That would point out where the expected matches failed to be made.
desireatem
Pyrite | Level 9

The mismatched is on "English Spanish" and "Spanish English" that are classified under "Others"

 

languages Demographics__hc_languages Frequency Percent Cumulative
Frequency
Cumulative
Percent
    273 33.46 273 33.46
EnglishOnly English 206 25.25 479 58.70
Other English Creole Other 2 0.25 481 58.95
Other English Creole 7 0.86 488 59.80
Other English Other 10 1.23 498 61.03
Other English Spanish Creole 2 0.25 500 61.27
Other English Spanish Other 8 0.98 508 62.25
Other English Spanish 139 17.03 647 79.29
Other Other English 1 0.12 648 79.41
Other Other 6 0.74 654 80.15
Other Spanish English 19 2.33 673 82.48
Other Spanish Other 1 0.12 674 82.60
SpanishOnly Spanish 142 17.40 816 100.00
Astounding
PROC Star

OK, a good start.  Now it's time to roll up your sleeves and dig into the mismatches.

 

Do the data values contain two blanks between "English" and "Spanish" ?

 

Do the data values contain a tab character instead of a space? 

 

Do the data values contain a leading blank?

 

I'm assuming here that the program is correct, and the program uses one blank between "English" and "Spanish".

## DATA EXTRACT:

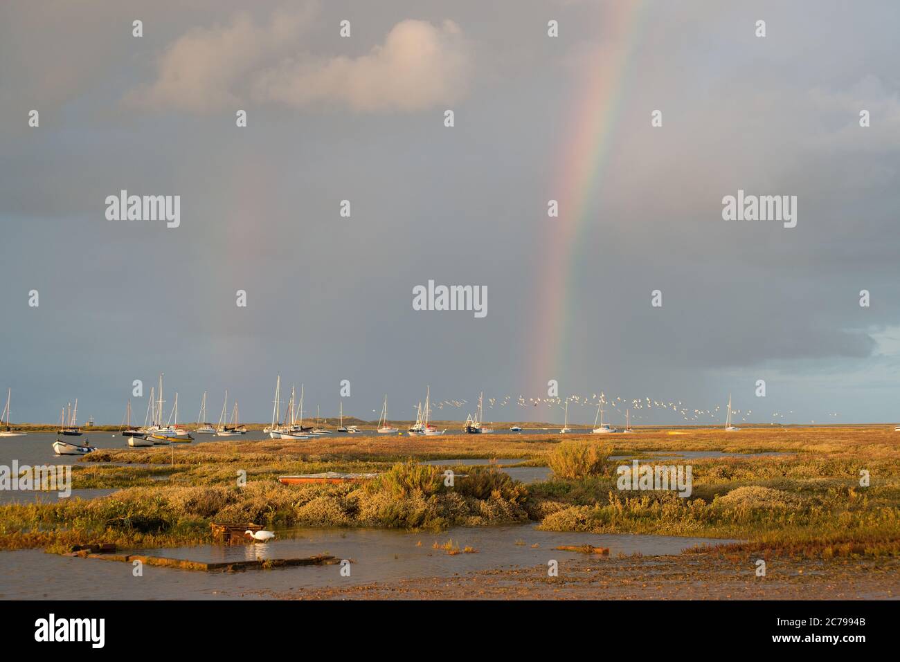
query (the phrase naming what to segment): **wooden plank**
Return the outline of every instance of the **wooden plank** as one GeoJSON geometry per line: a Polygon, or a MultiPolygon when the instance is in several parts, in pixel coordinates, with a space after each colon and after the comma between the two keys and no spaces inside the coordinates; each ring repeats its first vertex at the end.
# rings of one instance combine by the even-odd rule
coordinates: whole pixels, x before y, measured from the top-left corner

## TASK TO CARRY OUT:
Can you sum up the forum thread above in two sentences?

## WORKED ANSWER:
A poster reports that the values "English Spanish" and "Spanish English" are mismatched and classified under "Others," and shares a frequency table of the languages variable. A reply suggests checking whether the data values have two blanks between "English" and "Spanish," a tab character instead of a space, or a leading blank, assuming the program uses one blank between the two words.